PROBLEM TO SOLVE:
Copy everything in the supercharger thread below, from "## psuLemon (Apr" down to "just in case...", word for word.

PASSAGE:

================

# supercharger?



## viprdude (Jun 27, 2003)

is there a supercharger available for the 1.6 engine? i own a 95 200sx and i am interested in possibly investing in one. any and all creative feedback is appreciated.


----------



## heroin187 (Jun 30, 2003)

I have never herd of one yet just turbos


----------



## Katana200sx (May 13, 2002)

i have a thread in the forced induction section that discusses my possible plans for this in detail. but as of yet there is no kit


----------



## psuLemon (Apr 23, 2003)

you could always do a custom set up but i dont know how well our cars will hold one.. it might be smart to look for another motor just in case...


----------



## Katana200sx (May 13, 2002)

it'd hold it the same as it would turbo.


----------



## javierb14 (Jul 9, 2002)

*supercharger info*

FWIW, 
i have seen intake temps on JRSC equipped honda engines as high as 185 deg.......these cars did have good throttle response...but i felt that they lacked top end IMO.

i have also worked on and drove some centrifugal supercharger equipped cars....these cars were intercooled and had some top end, but were kinda laggy.


----------



## viprdude (Jun 27, 2003)

for speed, turbo or supercharger be fastest?
for torque, turbo or supercharger? 
lag?, which has more?, turbo or supercharger?

================

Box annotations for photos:
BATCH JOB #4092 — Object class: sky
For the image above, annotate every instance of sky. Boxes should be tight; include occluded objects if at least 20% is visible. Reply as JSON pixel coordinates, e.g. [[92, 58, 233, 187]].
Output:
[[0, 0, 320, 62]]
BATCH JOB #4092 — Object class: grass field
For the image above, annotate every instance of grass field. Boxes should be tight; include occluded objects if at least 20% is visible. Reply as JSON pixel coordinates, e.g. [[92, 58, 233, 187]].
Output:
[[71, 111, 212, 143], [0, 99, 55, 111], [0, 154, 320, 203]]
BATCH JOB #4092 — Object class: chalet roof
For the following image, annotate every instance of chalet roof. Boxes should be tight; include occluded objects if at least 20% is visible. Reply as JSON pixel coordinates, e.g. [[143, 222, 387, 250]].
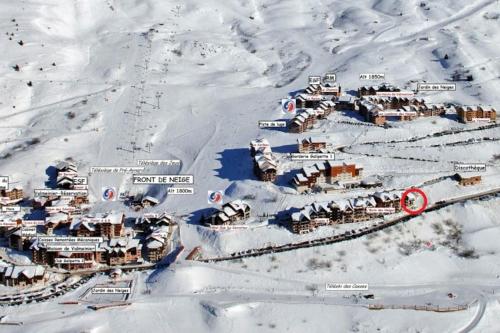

================

FINAL RESULT:
## psuLemon (Apr 23, 2003)

you could always do a custom set up but i dont know how well our cars will hold one.. it might be smart to look for another motor just in case...